Rewrite the records below so that each "one dot" becomes "a single marker", with all other text left unchanged.

* begin Records for processing *

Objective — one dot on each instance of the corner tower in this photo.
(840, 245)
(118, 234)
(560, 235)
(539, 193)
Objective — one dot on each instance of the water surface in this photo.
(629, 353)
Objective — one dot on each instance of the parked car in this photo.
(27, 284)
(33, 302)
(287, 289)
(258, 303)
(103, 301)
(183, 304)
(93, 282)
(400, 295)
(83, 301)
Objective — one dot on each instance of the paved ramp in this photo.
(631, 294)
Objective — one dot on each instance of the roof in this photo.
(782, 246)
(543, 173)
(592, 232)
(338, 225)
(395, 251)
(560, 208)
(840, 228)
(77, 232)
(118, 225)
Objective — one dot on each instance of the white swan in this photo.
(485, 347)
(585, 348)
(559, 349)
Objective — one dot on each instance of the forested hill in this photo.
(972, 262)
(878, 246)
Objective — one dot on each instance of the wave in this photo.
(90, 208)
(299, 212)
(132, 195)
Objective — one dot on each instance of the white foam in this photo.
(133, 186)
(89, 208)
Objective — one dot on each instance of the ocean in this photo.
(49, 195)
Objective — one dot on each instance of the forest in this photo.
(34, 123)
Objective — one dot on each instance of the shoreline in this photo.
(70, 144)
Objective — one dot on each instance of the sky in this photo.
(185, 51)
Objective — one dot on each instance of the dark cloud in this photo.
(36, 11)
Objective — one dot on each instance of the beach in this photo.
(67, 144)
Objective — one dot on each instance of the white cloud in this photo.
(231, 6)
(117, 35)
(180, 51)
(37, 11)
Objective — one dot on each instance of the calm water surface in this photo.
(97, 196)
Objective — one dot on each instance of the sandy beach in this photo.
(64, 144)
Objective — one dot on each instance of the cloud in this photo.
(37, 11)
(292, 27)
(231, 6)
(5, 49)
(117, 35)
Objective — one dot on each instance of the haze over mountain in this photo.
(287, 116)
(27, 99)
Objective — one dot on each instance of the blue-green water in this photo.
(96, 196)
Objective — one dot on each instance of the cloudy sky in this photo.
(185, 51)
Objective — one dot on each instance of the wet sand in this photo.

* end Records for processing *

Task response -
Objective — a single marker on each instance of the corner tower in this photo.
(840, 245)
(118, 234)
(560, 235)
(539, 193)
Objective — a single marker on each instance of the water surface in this photo.
(629, 353)
Objective — a single marker on each instance of the parked car in this photo.
(27, 284)
(33, 302)
(287, 289)
(258, 303)
(103, 301)
(183, 304)
(93, 282)
(400, 295)
(83, 301)
Objective — a single marker on each instance of the paved ramp in this photo.
(631, 294)
Objective — a single marker on each instance of the roof in this photo.
(782, 246)
(543, 173)
(592, 232)
(338, 225)
(395, 251)
(560, 208)
(840, 228)
(77, 232)
(118, 225)
Objective — a single marker on each instance of the white swan in this photo.
(485, 347)
(585, 348)
(559, 349)
Objective — a single marker on each instance of the forested hill in this photo.
(972, 262)
(878, 246)
Objective — a single marker on each instance of the wave in this photo.
(90, 208)
(299, 212)
(132, 195)
Objective — a single marker on each instance of the white foam in this photo.
(133, 186)
(89, 208)
Objective — a single marker on each instance of the ocean in this photo.
(49, 195)
Objective — a single marker on each instance of the forest in this photo.
(34, 123)
Objective — a single marker on each instance of the shoreline in this photo.
(70, 144)
Objective — a single marker on each instance of the sky in this photo.
(185, 51)
Objective — a single marker on each instance of the dark cloud in this photo.
(36, 11)
Objective — a single marker on each instance of the beach in this photo.
(67, 144)
Objective — a single marker on each instance of the white cloud in this photo.
(231, 6)
(117, 35)
(180, 51)
(37, 11)
Objective — a single marker on each instance of the calm water surface in this photo.
(97, 196)
Objective — a single marker on each instance of the sandy beach in this photo.
(64, 144)
Objective — a single marker on each instance of the cloud in this photo.
(37, 11)
(292, 27)
(231, 6)
(5, 49)
(117, 35)
Objective — a single marker on each instance of the haze over mountain in this photo.
(287, 116)
(27, 99)
Objective — a single marker on each instance of the blue-green water in this photo.
(96, 196)
Objective — a single marker on each instance of the cloudy sky in this photo.
(185, 51)
Objective — a single marker on each instance of the wet sand in this photo.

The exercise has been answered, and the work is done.